Un buen día decidió que América también había que dejarla atrás y buscar esa belleza herida y perdida en paisajes y entornos más orientales. La felicidad debía estar en el este, hacia donde intuimos que puede vivir anclada la renacentista flor de loto y la pálido- rosa de los cerezos, y allá que se fue a vivir y a escribir. Ahora sí, muy consciente ya de sus propias fuerzas creativas, trató de describir el infinito y consiguió apresarlo en la descripción de ese jardín en Al norte la montaña, al sur el lago, al oeste el camino, al este el río. Para un descendiente del resplandeciente príncipe Genji tuvo que ser muy deslumbrante “ese momento literario” que trató después de seguir ahondando en las emanaciones de belleza artística, en esas estampas narrativas que nos regaló en Y Seobo descendió a la tierra, que es uno de sus libros más complejos de leer y un auténtico muestrario de sincretismo entre lo barroco y lo oriental. En mi opinión su joya escondida.
Como un escritor sin retos no puede mantenerse vivo durante mucho tiempo decidió que las huellas y revueltas de su vida ya eran excesivas y que se había acabado también el tiempo de los vagabundeos orientales. Decidió volver a Europa, a la decadencia con estilo y puñales de doble filo; al otoño de las hojas secas. Pero no volver a Hungría, eso solo lo haría en la ficción a través de El barón Wenckheim vuelve a casa, porque un escritor que se precie solo puede ser una máscara zarandeada por sus propios miedos y anhelos. Cansado de la tundra, de los espacios infinitos y de los jardines zen más majestuosos —porque la búsqueda de la belleza literaria es algo muy arduo y cansino de soportar— decidió que esta vez no describiría tanto; quizá algún precioso detalle de instantes detenidos, en esos paisajes en tren que tan característicos son de su literatura; en esas miradas furtivas por las ventanas en las que sus personajes de pronto “comienza a ver” y el tiempo queda como suspendido; y todos esos paisajes de esa Hungría que no ha cambiado un ápice desde los tiempos de las granjas comunales; que sigue siendo la misma herida sangrante pero con más asfalto y menos cultura; que una vez más vive arrasada, y en este caso y en estos años por el capitalismo, que es otra infección igual de dañina. Todo se compra, todo se vende. Las voluntades solo funcionan en el modo de qué puedo sacar de esto y cuánto puedo producir. Un horror. Siempre pierden los mismos.

○ ○ ○ ○ ○

## Instrucciones y requisitos
Indica qué libro presenta el fragmento como uno de los más complejos de leer.

[Extracto del conjunto de datos]
○ ○ ○ ○ ○

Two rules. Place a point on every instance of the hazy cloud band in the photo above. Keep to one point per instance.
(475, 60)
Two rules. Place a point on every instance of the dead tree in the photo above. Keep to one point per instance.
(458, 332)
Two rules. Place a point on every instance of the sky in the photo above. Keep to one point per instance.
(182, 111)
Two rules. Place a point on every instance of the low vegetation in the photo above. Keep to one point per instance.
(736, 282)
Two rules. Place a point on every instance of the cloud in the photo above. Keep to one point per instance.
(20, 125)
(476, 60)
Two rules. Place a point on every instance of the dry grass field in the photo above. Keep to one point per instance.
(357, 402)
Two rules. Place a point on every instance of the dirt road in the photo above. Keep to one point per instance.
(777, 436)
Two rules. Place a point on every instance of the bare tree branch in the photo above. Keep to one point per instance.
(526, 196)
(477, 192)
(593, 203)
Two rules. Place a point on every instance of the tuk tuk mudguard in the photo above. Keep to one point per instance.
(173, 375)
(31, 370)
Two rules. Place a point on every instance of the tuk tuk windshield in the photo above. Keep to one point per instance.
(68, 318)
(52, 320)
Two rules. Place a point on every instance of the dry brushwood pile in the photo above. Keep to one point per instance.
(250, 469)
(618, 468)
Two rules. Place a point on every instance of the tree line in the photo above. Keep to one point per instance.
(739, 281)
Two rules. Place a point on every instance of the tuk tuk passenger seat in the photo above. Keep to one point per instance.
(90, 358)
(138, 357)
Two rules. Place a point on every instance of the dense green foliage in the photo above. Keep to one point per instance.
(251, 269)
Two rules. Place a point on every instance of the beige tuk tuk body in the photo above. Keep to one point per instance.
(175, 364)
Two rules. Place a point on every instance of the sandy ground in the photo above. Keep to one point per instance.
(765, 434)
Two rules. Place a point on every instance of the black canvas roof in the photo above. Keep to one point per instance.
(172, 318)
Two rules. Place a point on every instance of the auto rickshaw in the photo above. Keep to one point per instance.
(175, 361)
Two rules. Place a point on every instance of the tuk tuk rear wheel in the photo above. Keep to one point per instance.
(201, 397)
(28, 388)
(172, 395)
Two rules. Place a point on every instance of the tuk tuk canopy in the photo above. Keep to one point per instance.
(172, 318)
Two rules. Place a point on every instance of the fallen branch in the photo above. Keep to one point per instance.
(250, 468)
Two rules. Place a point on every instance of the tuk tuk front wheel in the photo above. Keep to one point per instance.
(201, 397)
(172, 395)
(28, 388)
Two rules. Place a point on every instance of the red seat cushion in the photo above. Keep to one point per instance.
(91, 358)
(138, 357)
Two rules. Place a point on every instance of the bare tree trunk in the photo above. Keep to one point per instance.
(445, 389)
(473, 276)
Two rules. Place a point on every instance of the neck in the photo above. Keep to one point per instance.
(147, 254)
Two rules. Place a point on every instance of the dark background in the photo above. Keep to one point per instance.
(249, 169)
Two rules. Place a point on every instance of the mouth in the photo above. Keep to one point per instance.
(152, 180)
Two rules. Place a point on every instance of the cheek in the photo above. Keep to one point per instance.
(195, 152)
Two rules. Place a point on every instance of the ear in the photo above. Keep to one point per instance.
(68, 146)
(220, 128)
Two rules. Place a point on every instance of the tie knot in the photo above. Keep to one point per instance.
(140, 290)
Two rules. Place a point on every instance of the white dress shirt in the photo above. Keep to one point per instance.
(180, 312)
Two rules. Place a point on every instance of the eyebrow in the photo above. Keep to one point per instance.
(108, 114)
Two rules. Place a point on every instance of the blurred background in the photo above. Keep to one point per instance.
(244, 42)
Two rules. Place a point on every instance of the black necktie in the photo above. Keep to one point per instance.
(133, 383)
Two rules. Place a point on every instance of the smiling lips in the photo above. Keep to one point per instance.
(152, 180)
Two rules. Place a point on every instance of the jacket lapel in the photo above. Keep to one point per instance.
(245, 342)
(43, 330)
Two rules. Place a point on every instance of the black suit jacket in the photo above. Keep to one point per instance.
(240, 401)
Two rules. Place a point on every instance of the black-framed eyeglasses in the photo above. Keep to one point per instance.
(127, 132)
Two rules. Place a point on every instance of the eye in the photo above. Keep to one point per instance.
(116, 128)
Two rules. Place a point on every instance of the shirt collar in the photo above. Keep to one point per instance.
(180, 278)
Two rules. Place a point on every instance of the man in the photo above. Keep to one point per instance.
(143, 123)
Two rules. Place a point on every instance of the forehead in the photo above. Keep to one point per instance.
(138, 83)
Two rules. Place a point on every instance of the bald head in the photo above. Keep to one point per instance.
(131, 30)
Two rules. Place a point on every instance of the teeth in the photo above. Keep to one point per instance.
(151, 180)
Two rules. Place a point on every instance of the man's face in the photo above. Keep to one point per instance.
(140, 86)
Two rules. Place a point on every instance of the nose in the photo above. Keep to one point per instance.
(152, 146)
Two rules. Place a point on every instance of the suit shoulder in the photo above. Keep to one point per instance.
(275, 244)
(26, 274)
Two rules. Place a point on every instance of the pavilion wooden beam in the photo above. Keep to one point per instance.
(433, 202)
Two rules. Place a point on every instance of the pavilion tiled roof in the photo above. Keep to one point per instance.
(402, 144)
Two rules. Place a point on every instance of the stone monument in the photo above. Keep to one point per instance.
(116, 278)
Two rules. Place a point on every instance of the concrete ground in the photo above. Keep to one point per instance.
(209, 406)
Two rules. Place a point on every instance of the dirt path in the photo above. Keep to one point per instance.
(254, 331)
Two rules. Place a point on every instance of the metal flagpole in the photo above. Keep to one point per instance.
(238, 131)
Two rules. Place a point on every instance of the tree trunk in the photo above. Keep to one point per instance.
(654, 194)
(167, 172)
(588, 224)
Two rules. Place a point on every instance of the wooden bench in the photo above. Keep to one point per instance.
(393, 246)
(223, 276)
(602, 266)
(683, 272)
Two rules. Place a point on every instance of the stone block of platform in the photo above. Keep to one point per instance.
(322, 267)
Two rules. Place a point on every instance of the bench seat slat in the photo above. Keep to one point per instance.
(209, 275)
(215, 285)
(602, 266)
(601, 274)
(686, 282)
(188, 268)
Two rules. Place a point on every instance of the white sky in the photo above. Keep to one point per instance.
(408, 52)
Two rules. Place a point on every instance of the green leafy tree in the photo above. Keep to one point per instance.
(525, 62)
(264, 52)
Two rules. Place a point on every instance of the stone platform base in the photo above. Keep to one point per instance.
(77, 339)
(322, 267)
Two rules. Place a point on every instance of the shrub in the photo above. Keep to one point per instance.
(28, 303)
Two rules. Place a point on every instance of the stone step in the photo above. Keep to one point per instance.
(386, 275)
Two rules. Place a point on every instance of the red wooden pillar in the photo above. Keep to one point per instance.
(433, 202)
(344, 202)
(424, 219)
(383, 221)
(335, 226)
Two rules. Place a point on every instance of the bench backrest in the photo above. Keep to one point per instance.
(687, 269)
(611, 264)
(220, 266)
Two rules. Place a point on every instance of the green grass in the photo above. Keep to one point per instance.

○ ○ ○ ○ ○

## Respuesta
Y Seobo descendió a la tierra.